Pointing entries:
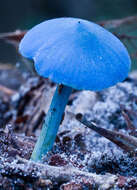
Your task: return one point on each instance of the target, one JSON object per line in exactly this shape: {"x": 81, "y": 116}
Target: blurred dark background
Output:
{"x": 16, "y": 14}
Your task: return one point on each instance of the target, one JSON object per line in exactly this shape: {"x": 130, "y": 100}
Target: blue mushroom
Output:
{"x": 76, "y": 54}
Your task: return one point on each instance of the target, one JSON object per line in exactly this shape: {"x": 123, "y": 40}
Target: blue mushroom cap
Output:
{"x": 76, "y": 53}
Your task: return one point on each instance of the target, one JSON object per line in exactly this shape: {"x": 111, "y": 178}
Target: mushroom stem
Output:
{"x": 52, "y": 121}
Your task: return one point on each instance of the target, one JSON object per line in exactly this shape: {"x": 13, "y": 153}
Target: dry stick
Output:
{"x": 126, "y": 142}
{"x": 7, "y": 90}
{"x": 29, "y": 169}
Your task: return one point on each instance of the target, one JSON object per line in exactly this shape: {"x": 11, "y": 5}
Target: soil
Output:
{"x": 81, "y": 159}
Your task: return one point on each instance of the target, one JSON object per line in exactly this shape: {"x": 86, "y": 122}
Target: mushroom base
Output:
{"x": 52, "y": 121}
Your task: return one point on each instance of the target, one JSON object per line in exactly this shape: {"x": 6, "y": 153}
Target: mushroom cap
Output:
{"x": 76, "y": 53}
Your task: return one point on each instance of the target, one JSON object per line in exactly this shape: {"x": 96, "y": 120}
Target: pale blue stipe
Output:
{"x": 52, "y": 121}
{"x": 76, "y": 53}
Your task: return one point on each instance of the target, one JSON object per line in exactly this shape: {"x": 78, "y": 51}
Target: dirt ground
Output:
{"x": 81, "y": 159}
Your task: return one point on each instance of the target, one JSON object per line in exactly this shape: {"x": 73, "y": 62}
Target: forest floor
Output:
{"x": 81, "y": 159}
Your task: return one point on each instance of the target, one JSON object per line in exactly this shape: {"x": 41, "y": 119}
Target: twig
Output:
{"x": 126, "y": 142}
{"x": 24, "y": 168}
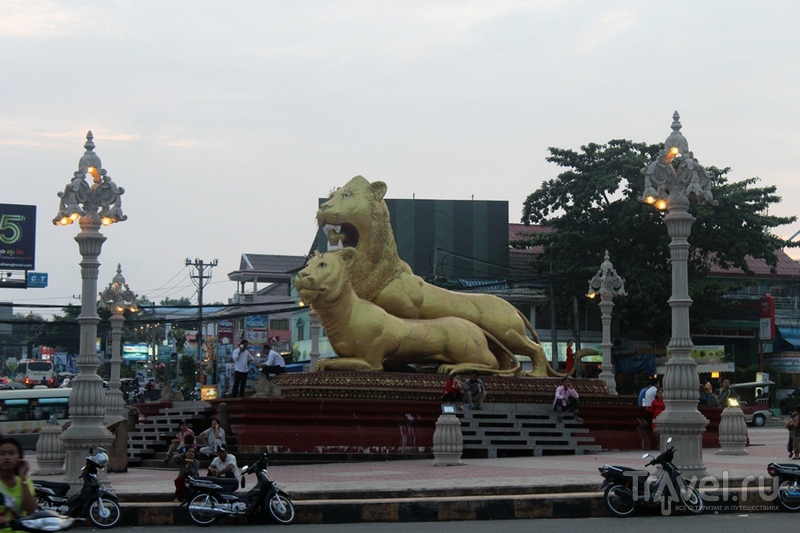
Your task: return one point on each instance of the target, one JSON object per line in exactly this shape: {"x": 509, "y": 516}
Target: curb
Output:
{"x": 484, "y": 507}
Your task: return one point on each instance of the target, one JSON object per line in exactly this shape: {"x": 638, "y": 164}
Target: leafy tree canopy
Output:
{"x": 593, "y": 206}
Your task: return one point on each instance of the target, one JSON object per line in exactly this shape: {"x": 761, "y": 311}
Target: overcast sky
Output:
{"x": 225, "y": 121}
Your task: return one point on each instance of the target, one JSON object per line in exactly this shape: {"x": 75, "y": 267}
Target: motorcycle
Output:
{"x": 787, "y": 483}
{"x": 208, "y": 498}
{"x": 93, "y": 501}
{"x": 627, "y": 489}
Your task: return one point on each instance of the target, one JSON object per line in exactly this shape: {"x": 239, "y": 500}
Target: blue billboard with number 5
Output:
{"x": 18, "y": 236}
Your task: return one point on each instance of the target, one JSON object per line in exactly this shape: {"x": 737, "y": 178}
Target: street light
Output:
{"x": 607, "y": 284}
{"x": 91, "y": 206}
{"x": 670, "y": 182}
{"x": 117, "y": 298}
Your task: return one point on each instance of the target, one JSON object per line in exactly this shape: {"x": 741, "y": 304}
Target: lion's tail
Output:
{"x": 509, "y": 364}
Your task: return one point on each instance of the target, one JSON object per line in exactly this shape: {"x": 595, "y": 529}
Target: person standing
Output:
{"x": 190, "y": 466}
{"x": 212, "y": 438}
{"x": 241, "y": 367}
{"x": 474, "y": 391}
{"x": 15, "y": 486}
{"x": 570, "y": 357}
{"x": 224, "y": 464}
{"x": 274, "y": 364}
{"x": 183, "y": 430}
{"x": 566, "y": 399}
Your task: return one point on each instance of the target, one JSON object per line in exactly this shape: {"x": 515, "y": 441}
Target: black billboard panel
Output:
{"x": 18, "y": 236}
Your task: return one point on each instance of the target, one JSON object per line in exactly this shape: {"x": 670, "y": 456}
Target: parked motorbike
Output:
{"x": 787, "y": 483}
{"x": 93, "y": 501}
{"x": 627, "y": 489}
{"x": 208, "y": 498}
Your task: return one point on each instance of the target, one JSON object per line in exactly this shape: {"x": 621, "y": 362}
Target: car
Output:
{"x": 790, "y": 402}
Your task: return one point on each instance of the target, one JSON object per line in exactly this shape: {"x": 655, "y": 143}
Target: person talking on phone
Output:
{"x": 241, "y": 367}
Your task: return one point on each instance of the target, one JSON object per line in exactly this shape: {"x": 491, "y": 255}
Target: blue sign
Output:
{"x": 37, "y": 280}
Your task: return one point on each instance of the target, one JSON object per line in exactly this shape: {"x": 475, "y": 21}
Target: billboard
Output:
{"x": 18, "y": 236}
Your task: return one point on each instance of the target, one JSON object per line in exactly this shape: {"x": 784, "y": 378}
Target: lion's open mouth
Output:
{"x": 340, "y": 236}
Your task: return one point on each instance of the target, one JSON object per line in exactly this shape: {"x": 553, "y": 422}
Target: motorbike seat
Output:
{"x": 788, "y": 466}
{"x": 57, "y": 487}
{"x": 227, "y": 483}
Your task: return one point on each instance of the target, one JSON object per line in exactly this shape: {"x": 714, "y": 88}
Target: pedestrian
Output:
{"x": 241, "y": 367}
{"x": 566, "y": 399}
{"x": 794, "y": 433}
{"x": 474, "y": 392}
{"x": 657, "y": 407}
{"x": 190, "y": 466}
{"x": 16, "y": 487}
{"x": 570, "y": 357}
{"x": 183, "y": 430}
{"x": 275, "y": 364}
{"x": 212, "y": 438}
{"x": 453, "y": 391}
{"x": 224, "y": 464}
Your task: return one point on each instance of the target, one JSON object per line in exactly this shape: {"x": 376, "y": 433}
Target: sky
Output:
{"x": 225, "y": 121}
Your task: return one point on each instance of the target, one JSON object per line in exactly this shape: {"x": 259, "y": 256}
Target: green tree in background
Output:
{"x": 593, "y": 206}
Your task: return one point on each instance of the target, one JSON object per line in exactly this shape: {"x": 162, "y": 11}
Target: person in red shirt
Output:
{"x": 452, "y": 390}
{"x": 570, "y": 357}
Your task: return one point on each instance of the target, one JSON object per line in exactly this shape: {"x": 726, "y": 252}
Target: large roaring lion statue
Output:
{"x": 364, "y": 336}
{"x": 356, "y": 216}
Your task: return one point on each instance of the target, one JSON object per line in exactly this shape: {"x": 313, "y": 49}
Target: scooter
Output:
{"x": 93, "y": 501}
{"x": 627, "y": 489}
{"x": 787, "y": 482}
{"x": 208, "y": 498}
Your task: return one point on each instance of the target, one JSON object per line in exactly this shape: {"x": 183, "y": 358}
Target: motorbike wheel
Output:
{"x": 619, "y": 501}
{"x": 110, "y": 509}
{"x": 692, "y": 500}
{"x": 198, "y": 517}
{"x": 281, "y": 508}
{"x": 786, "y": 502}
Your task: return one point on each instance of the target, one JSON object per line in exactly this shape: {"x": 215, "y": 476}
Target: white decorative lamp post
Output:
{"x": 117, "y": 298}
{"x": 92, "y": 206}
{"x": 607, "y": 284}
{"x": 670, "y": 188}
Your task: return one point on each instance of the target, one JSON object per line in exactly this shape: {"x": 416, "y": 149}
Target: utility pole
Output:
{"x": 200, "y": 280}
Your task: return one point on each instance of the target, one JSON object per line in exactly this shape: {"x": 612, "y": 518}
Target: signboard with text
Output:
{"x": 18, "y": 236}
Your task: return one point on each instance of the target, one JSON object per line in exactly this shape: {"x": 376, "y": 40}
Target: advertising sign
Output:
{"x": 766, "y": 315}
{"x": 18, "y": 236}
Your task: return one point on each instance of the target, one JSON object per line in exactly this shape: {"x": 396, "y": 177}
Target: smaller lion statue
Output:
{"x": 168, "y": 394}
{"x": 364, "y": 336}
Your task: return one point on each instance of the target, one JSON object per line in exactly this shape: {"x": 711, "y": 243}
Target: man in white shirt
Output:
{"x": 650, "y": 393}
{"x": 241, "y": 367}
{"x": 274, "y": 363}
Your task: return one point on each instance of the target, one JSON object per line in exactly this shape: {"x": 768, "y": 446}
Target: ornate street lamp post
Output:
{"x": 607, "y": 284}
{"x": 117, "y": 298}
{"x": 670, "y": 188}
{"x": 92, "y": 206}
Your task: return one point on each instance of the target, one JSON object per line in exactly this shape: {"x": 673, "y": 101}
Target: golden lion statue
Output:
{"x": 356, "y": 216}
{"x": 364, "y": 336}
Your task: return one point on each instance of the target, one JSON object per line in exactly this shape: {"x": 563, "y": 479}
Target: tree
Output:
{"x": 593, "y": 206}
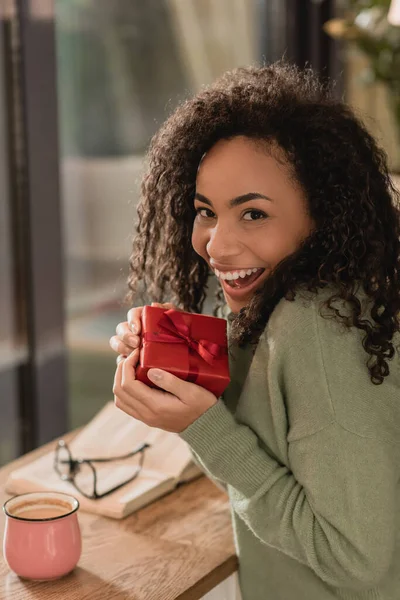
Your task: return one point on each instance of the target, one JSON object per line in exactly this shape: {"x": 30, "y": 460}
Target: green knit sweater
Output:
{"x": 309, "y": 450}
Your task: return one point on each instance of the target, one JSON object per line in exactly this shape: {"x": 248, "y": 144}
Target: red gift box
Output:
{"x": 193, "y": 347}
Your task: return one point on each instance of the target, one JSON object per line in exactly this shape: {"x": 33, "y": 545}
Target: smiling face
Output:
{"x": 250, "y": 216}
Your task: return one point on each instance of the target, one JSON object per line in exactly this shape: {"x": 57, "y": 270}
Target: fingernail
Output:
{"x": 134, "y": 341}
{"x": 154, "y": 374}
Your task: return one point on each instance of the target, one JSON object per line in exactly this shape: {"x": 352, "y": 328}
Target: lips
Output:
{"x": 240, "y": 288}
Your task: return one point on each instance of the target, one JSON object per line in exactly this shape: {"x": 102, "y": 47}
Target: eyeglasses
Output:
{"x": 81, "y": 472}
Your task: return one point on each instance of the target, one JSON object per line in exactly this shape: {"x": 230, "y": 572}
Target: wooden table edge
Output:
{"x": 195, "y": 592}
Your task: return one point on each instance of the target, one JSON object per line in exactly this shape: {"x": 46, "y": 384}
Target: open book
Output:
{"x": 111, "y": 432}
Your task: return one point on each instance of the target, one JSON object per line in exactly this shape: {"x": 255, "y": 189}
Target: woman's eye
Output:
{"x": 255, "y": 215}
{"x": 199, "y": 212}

Task requirements: Please select and copy every line of the entries above that contains the word "post", treating uppercase and lowercase as different.

Output:
Target: white decorative lamp post
Target: ornate street lamp post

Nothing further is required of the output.